[Your assignment]
In the blog post recalling an August 2006 trip, explain why Larry held back from a maneuver he wanted to use during the first match. Answer in one to three sentences.
··· Document section ···
Wednesday, February 17, 2016

Memory is hazy at a distance of ten years or so. It's entirely possible that I'm mixing up a couple of trips in what follows.

I can't recall if I did any wrestling between the summer of 2005 and that of 2006. Sometime in August 2006, however, I made a trip into the west to visit some family in South Dakota. My first stop was Indianapolis, where I had three matches over the course of an evening and a morning.

My first match was late in the afternoon with Larry again, which was fun as always. We took it easy, as he was just, I think, recovering from some surgery. But we worked each other with a few good holds. This is one of them. Larry is lots of fun to work over with a head scissors. As I recall, he got a couple of head scissors holds on me as well, which was great. He has these tree-trunk legs that pack a lot of power. A couple of times he wanted to treat me to a maneuver that required of him a lot of upper body strength, but then he would catch himself, realizing that in his current state of recovery, he wasn't ready to do that kind of move no matter how much he wanted to or how much the scenario called for it. We wrestled for an hour or so, I guess, and it took a good bit out of him.

Sometime in the course of my match with Larry, I received a call from my next opponent, whom I'll just call Red. I had been wanting to wrestle this guy for a long time. He'd lived in a couple of different places since we first made contact (wish I could remember how that first contact was made), but now he was in Indianapolis, where I had access to him. Red had a sick dog at home, but he was going to come wrestle for a little while anyway. He arrived while Larry was still there. The two of them knew each other, so Larry stayed around for a few minutes. I think Red took a couple of pictures for us, including the one posted above.

Red was older. I was in my late 40s, and I suppose he was in his late 50s or early 60s. But oh my, was he powerful! He'd done--and maybe was still doing--a good bit of weightlifting and bodybuilding, so he was terrifically strong. Best of all, however, he's one of only a couple of wrestlers I've met whose passion for the head scissors matched my own. So this was going to be fun.
··· Excerpted records ···
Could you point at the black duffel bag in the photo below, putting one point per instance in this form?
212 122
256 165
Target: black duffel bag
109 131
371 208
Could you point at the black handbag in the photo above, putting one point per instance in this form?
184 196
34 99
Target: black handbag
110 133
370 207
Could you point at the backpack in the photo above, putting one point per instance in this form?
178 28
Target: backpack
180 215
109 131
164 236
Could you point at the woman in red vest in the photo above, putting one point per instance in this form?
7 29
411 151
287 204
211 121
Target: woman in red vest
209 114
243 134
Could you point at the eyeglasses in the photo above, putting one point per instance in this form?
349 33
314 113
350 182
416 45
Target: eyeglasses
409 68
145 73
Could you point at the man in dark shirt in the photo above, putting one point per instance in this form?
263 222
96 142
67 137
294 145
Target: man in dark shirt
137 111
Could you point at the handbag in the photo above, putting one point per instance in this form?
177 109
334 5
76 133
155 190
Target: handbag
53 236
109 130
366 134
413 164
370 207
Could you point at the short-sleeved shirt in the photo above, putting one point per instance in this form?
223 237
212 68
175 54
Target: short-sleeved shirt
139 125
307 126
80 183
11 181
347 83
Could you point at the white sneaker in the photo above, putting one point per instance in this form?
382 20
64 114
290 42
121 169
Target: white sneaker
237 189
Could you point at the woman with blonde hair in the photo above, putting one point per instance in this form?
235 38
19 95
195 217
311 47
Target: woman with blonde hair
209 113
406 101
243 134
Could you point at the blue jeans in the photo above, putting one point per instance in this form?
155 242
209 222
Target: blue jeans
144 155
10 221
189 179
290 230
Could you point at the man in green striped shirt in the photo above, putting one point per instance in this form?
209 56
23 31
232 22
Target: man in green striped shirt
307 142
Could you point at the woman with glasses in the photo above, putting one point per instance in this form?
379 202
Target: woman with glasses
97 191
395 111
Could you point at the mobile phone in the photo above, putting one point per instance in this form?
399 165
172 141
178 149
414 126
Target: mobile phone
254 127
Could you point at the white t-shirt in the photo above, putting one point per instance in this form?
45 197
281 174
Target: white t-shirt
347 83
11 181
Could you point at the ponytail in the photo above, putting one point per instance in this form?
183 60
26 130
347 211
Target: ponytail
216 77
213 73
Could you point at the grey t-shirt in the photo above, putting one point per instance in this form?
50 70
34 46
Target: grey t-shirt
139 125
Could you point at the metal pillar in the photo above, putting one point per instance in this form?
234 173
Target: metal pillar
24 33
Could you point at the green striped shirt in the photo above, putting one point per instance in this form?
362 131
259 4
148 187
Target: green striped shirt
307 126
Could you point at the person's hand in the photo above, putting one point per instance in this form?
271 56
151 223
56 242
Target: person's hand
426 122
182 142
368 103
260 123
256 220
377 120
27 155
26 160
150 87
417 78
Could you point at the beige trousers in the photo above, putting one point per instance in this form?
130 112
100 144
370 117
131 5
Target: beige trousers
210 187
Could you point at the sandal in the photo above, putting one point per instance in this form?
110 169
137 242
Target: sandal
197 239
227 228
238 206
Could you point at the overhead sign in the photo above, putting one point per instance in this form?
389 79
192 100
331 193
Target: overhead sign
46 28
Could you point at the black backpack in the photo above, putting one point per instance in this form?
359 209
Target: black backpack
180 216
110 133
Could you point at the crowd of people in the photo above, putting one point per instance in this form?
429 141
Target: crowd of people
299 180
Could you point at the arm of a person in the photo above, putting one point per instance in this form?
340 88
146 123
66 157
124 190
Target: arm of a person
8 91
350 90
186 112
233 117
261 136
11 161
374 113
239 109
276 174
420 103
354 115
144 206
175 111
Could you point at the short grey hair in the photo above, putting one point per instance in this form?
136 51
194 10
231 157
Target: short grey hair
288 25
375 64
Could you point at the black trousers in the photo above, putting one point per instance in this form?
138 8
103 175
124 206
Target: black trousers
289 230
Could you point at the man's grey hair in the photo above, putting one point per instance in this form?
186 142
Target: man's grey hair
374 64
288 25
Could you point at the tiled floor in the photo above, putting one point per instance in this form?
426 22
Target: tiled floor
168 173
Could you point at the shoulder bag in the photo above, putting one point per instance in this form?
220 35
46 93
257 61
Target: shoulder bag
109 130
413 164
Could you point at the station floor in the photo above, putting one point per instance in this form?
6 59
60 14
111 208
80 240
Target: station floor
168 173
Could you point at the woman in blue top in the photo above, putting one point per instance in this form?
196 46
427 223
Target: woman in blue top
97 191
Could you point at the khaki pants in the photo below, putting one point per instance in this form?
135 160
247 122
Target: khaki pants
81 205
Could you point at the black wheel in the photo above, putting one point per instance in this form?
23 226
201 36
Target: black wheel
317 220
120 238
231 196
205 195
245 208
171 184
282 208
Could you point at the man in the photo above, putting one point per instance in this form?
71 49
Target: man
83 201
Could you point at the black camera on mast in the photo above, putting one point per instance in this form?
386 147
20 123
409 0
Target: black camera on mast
···
[Written solution]
The maneuver required a lot of upper body strength, and Larry was still recovering from surgery. He realized he was not yet ready for that kind of move, no matter how much he wanted to do it or how much the scenario called for it.